In 2009, he self-released his first full-length album American Soil. In 2012, his second album Apologies was also self-released. The following four albums were released by Thirty Tigers.

The 2015 release of Fables received critical acclaim and was recorded in Seattle, produced by Noah Gundersen. In 2017, We're Not Going Anywhere was released, and produced by Sam Kassirer, who recorded the album at his studio in Maine. In 2020, My Love is a Hurricane was released and included a wider range of musical styles than his previous albums. Later that same year, Ramirez was awarded Songwriter of the Year by The Austin Chronicle.

In 2021, he signed with Red 11 Music, whose roster includes Turnpike Troubadours, Shooter Jennings, Old 97's, Jack Ingram and American Aquarium, among others. Later that year he released Backslider, a gospel album. In 2024, Ramirez announced a new album, All The Not So Gentle Reminders.

Listed entries =
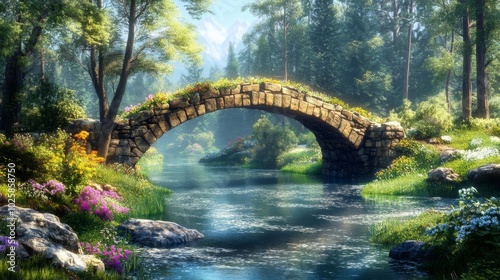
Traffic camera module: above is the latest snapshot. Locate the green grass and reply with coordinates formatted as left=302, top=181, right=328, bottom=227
left=281, top=161, right=323, bottom=175
left=0, top=255, right=124, bottom=280
left=361, top=173, right=457, bottom=197
left=370, top=211, right=446, bottom=245
left=93, top=166, right=171, bottom=217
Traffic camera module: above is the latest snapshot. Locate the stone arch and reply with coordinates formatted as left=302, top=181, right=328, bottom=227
left=103, top=83, right=405, bottom=179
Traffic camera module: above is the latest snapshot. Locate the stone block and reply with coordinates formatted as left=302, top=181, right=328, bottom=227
left=134, top=137, right=150, bottom=153
left=216, top=97, right=225, bottom=110
left=306, top=101, right=316, bottom=116
left=241, top=95, right=252, bottom=107
left=195, top=104, right=206, bottom=116
left=258, top=92, right=266, bottom=105
left=191, top=93, right=201, bottom=105
left=265, top=93, right=274, bottom=106
left=241, top=84, right=260, bottom=92
left=313, top=106, right=321, bottom=118
left=342, top=110, right=352, bottom=121
left=132, top=148, right=144, bottom=157
left=231, top=85, right=241, bottom=94
left=250, top=91, right=259, bottom=105
left=219, top=88, right=231, bottom=96
left=305, top=95, right=323, bottom=107
left=205, top=98, right=217, bottom=111
left=273, top=94, right=283, bottom=107
left=149, top=124, right=163, bottom=138
left=326, top=111, right=342, bottom=128
left=130, top=125, right=148, bottom=137
left=176, top=110, right=187, bottom=123
left=234, top=93, right=243, bottom=107
left=168, top=113, right=181, bottom=127
left=260, top=83, right=281, bottom=92
left=184, top=106, right=197, bottom=120
left=143, top=130, right=156, bottom=146
left=290, top=98, right=300, bottom=111
left=282, top=95, right=292, bottom=109
left=224, top=95, right=235, bottom=108
left=200, top=88, right=220, bottom=100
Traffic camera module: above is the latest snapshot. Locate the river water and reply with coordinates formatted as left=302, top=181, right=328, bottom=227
left=140, top=158, right=452, bottom=280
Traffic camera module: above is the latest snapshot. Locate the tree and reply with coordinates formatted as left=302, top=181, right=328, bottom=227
left=77, top=0, right=211, bottom=158
left=475, top=0, right=490, bottom=119
left=224, top=42, right=240, bottom=79
left=181, top=62, right=203, bottom=86
left=243, top=0, right=302, bottom=81
left=460, top=0, right=473, bottom=120
left=310, top=0, right=341, bottom=93
left=0, top=0, right=91, bottom=135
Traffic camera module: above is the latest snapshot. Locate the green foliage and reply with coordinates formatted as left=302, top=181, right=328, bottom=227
left=251, top=116, right=298, bottom=168
left=276, top=148, right=321, bottom=169
left=281, top=161, right=323, bottom=175
left=414, top=97, right=453, bottom=139
left=375, top=139, right=440, bottom=180
left=370, top=210, right=446, bottom=245
left=92, top=166, right=171, bottom=217
left=427, top=188, right=500, bottom=279
left=22, top=82, right=85, bottom=132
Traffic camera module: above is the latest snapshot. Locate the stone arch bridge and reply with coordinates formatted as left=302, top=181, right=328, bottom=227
left=73, top=83, right=405, bottom=179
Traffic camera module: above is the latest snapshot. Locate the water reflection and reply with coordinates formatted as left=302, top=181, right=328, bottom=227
left=140, top=156, right=450, bottom=279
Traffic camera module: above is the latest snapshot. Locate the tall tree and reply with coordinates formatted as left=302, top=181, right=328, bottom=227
left=244, top=0, right=302, bottom=81
left=181, top=60, right=203, bottom=86
left=310, top=0, right=341, bottom=93
left=460, top=0, right=473, bottom=120
left=78, top=0, right=211, bottom=158
left=0, top=0, right=91, bottom=135
left=224, top=42, right=240, bottom=79
left=475, top=0, right=490, bottom=119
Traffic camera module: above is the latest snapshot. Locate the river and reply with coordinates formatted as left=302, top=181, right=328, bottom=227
left=139, top=158, right=452, bottom=280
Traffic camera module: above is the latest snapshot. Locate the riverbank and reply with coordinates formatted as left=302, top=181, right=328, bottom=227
left=362, top=128, right=500, bottom=279
left=0, top=131, right=171, bottom=280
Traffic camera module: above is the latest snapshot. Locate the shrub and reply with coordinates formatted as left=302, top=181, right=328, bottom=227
left=80, top=242, right=131, bottom=273
left=251, top=116, right=298, bottom=168
left=74, top=186, right=129, bottom=221
left=21, top=81, right=85, bottom=132
left=414, top=97, right=453, bottom=139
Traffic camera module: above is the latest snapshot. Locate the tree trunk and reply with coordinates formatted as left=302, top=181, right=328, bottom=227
left=476, top=0, right=490, bottom=119
left=444, top=30, right=455, bottom=112
left=97, top=0, right=137, bottom=159
left=0, top=52, right=24, bottom=137
left=403, top=0, right=413, bottom=100
left=461, top=0, right=472, bottom=120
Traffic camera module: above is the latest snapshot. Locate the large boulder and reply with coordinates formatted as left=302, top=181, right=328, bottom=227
left=389, top=240, right=435, bottom=263
left=427, top=167, right=460, bottom=184
left=467, top=164, right=500, bottom=185
left=0, top=206, right=104, bottom=272
left=118, top=219, right=204, bottom=248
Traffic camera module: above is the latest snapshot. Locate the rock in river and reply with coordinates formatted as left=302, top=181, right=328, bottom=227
left=118, top=219, right=204, bottom=248
left=0, top=206, right=104, bottom=271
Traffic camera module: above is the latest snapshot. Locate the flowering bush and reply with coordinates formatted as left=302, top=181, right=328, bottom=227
left=62, top=131, right=104, bottom=194
left=75, top=186, right=129, bottom=221
left=80, top=242, right=131, bottom=273
left=427, top=187, right=500, bottom=246
left=22, top=179, right=66, bottom=199
left=458, top=147, right=500, bottom=161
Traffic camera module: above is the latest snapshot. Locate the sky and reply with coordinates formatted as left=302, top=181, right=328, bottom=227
left=173, top=0, right=256, bottom=80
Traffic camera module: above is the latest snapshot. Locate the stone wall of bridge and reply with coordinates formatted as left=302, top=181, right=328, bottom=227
left=72, top=83, right=405, bottom=179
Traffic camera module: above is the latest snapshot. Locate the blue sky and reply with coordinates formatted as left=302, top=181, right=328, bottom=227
left=173, top=0, right=256, bottom=79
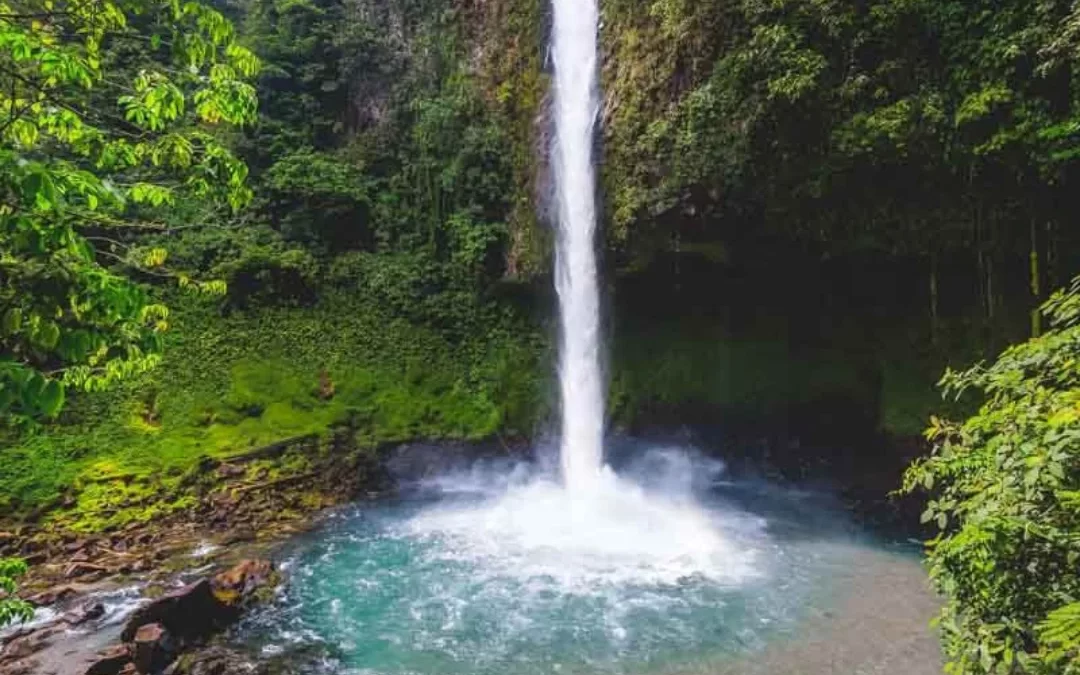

What to do =
#1 From the passage on Ramirez's albums, reproduce word for word the text between "The 2015 release" and "The Austin Chronicle.", inclusive.
#2 Resume the passage on Ramirez's albums after its final sentence and carry it forward.

Answers to each task =
#1
The 2015 release of Fables received critical acclaim and was recorded in Seattle, produced by Noah Gundersen. In 2017, We're Not Going Anywhere was released, and produced by Sam Kassirer, who recorded the album at his studio in Maine. In 2020, My Love is a Hurricane was released and included a wider range of musical styles than his previous albums. Later that same year, Ramirez was awarded Songwriter of the Year by The Austin Chronicle.

#2
== Discography ==

Studio albums
- American Soil (2009, self-released)
- Apologies (2012, self-released)
- Fables (2015, Thirty Tigers)
- We're Not Going Anywhere (2017, Thirty Tigers)
- My Love is a Hurricane (2020, Thirty Tigers)
- Backslider (2021, Sweetworld)
- All The Not So Gentle Reminders (2025, Blue Corn Music)

EPs
- Strangetown – EP (2011, self-released)
- The Rooster – EP (2013, self-released)
- Rules & Regulations – EP (2022)

Collaborations
- Glorietta (2018, Bread & Butter) – Glorietta (w/Noah Gundersen, Matthew Logan Vasquez, Kelsey Wilson, Adrian Quesada, Jason Robert Blum).